[TEXTO FUENTE]
-------------------------

ARGENTINA Y BRASIL BUSCAN UN NUEVO ACUERDO PARA EL COMERCIO DE AUTOS
Los negociadores de la Argentina y Brasil intentan alcanzar un acuerdo antes de que venza, el 30 de este mes, el actual régimen del comercio de automotores entre ambos países, mientras discuten varios puntos que separan las posturas de cada nación, informaron fuentes de las dos gobiernos.
La primera parte de las discusiones concluyó la semana pasada y queda una segunda a celebrarse en Brasilia, donde ambos gobiernos esperan dar fin a las negociaciones, puesto que el 30 de junio concluye el plazo que se dieron ambos países para tener un nuevo régimen.
Los temas que no están resueltos y que tendrán que quedar cerrados antes de fin de mes son si se pone una fecha precisa a la liberación del comercio de autos entre la Argentina y Brasil, si se arbitran medidas que obliguen las terminales a producir autos en el país donde están instaladas y el tratamiento arancelario para autopartes procedentes de terceras naciones.
En el primero de los casos, la posición argentina ha sido hasta ahora la de no apostar a la liberación comercial sino discutir condiciones de mercado y de desarrollo productivo de los sectores para luego buscar ese objetivo.
De hecho, autoridades argentinas aseguraron a Télam que “si bien Brasil pretende llegar a una situación comercial sin restricciones al final período propuesto para el régimen, la Argentina rechaza cualquier mención de libre comercio”.
Es más: Brasil pretende poner día y hora para la liberación de los mercados y se mencionó la posibilidad del 1 de enero de 2008, inspirada en un acuerdo sellado en 2005 por las cámaras de las industrias de ambos países, la argentina ADEFA y la brasileña Anfavea.
En relación con el segundo punto, sobre el cual Brasil tendría menos problema para aflojar su posición, la Argentina quiere que el comercio administrado de autos se realice al nivel de las empresas y no en forma global, de país a país.
El “flex”, como se denomina a la posibilidad de desvío de intercambio de un país en favor de otro, se ubica actualmente en 2,6 dólares por uno entre un país y el otro, lo que hoy favorece a la firma Fiat, que importa todo lo que vende en el mercado local.

-------------------------

[DATOS PROPORCIONADOS]
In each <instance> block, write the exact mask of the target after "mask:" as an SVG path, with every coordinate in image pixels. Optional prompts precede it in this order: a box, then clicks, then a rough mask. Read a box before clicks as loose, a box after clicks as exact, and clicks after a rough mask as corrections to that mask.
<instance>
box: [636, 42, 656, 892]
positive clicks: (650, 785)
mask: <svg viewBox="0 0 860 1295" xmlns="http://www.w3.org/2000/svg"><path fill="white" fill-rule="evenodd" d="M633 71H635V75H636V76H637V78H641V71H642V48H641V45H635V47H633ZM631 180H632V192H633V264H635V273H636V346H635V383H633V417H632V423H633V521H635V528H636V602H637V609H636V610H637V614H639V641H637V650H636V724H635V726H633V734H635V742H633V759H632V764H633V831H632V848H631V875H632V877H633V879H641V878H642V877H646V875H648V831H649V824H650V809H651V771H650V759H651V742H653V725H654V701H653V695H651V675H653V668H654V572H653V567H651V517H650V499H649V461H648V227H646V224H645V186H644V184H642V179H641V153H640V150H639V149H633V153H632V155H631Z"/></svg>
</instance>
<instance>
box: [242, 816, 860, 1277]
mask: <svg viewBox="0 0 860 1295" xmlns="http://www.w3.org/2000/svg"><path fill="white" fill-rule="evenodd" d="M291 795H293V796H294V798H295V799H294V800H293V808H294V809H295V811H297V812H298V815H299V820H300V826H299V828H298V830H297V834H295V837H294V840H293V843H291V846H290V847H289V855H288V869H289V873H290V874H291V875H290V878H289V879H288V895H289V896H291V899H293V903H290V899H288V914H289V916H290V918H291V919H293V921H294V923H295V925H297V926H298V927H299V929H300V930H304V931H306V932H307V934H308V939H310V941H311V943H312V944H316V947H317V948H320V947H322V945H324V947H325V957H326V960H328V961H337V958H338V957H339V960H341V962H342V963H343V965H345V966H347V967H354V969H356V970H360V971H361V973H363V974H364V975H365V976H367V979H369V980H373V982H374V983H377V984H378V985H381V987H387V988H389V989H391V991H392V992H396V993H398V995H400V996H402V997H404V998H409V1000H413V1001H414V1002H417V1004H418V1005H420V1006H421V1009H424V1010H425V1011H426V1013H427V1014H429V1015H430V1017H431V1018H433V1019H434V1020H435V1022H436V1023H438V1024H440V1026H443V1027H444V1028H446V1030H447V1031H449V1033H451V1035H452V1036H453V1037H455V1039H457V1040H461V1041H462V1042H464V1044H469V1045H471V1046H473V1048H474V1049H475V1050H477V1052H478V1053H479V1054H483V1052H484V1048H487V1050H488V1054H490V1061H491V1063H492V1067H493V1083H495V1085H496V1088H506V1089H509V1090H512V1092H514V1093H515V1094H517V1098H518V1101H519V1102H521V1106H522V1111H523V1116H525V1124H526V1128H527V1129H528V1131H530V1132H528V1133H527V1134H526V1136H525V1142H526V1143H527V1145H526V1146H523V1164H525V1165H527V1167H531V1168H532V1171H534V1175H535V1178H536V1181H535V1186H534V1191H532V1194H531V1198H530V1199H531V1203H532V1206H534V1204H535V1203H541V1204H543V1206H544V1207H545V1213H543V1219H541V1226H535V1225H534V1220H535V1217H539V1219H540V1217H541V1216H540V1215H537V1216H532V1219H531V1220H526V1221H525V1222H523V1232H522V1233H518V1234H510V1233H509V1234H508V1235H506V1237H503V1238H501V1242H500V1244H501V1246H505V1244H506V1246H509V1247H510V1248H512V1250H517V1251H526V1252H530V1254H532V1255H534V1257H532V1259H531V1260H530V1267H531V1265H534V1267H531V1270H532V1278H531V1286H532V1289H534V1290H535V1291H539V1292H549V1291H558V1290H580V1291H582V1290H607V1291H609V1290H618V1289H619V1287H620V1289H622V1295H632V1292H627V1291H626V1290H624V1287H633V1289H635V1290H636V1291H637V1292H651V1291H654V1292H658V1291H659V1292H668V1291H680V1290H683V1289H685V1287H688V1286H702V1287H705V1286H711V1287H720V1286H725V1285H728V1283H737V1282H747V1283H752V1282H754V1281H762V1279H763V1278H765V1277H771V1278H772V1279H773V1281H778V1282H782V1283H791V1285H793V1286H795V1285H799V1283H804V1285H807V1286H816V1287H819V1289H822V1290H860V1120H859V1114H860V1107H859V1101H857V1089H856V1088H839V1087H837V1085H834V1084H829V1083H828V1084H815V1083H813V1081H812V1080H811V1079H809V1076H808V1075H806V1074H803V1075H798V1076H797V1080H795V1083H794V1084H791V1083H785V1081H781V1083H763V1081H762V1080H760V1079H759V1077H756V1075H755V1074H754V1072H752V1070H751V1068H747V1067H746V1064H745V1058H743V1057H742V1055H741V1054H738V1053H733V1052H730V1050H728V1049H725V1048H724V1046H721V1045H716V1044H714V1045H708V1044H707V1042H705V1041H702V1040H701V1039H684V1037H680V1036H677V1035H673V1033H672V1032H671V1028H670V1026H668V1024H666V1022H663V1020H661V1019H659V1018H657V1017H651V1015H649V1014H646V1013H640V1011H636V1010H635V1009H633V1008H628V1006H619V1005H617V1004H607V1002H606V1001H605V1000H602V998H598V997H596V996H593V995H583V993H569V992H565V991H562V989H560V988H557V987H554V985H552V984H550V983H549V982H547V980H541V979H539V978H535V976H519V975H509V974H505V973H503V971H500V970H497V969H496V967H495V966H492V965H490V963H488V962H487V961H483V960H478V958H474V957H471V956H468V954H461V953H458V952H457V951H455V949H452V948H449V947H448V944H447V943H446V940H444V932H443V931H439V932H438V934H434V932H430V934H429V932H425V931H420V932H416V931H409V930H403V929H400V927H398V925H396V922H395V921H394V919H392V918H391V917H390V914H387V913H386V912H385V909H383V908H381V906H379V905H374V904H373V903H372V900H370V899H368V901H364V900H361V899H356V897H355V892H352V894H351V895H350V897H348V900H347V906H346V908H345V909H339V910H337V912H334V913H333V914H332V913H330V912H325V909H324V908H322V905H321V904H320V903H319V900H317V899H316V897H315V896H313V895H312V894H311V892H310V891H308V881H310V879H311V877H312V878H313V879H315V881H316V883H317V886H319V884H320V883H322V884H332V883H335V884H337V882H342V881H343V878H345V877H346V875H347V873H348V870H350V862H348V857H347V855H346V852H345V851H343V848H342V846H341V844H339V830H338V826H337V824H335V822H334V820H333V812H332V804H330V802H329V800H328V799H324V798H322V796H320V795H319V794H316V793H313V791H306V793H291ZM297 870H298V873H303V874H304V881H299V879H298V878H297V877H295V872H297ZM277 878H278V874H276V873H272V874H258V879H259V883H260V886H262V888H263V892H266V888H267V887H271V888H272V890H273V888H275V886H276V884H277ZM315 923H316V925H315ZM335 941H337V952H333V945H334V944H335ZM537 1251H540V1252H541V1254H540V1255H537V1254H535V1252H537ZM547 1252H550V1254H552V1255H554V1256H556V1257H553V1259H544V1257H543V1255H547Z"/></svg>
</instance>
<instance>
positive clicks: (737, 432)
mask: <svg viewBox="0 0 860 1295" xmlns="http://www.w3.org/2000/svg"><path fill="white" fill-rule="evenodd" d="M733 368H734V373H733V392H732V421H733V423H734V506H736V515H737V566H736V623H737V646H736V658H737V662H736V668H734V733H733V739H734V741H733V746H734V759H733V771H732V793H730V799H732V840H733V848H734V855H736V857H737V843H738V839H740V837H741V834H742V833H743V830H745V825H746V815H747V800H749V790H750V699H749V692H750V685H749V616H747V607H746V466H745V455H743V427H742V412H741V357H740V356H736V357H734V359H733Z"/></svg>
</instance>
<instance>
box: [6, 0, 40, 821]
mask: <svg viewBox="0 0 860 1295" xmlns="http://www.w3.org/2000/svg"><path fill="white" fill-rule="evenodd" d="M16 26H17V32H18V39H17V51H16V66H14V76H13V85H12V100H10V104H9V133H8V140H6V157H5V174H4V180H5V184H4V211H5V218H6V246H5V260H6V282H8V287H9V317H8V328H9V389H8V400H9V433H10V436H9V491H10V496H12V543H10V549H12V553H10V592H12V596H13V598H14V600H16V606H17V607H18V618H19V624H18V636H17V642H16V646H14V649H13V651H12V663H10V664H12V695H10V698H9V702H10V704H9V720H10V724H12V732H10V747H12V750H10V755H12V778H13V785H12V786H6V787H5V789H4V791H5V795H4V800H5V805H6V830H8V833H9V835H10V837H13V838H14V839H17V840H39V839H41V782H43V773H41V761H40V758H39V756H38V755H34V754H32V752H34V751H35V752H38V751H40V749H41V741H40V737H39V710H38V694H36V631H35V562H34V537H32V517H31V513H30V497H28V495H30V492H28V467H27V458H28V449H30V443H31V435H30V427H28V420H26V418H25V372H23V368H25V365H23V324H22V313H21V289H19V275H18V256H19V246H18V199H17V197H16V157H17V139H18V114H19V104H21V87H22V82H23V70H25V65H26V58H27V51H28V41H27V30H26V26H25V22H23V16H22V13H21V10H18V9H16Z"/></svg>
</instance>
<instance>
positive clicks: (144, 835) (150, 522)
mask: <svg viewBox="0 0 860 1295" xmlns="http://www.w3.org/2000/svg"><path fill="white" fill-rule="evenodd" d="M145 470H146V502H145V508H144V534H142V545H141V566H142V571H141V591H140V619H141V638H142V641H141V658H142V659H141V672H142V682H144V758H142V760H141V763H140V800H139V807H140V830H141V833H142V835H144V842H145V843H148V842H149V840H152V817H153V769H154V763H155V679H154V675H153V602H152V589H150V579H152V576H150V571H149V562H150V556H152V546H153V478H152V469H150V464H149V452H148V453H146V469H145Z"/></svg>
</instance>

-------------------------

[TRABAJO REQUERIDO] ¿Puedes copiar de nuevo la nota sobre el comercio de autos, todo lo que va desde "La primera parte" hasta "un nuevo régimen.", sustituyendo "Brasilia" por "Buenos Aires"?

[RESPUESTA]
La primera parte de las discusiones concluyó la semana pasada y queda una segunda a celebrarse en Buenos Aires, donde ambos gobiernos esperan dar fin a las negociaciones, puesto que el 30 de junio concluye el plazo que se dieron ambos países para tener un nuevo régimen.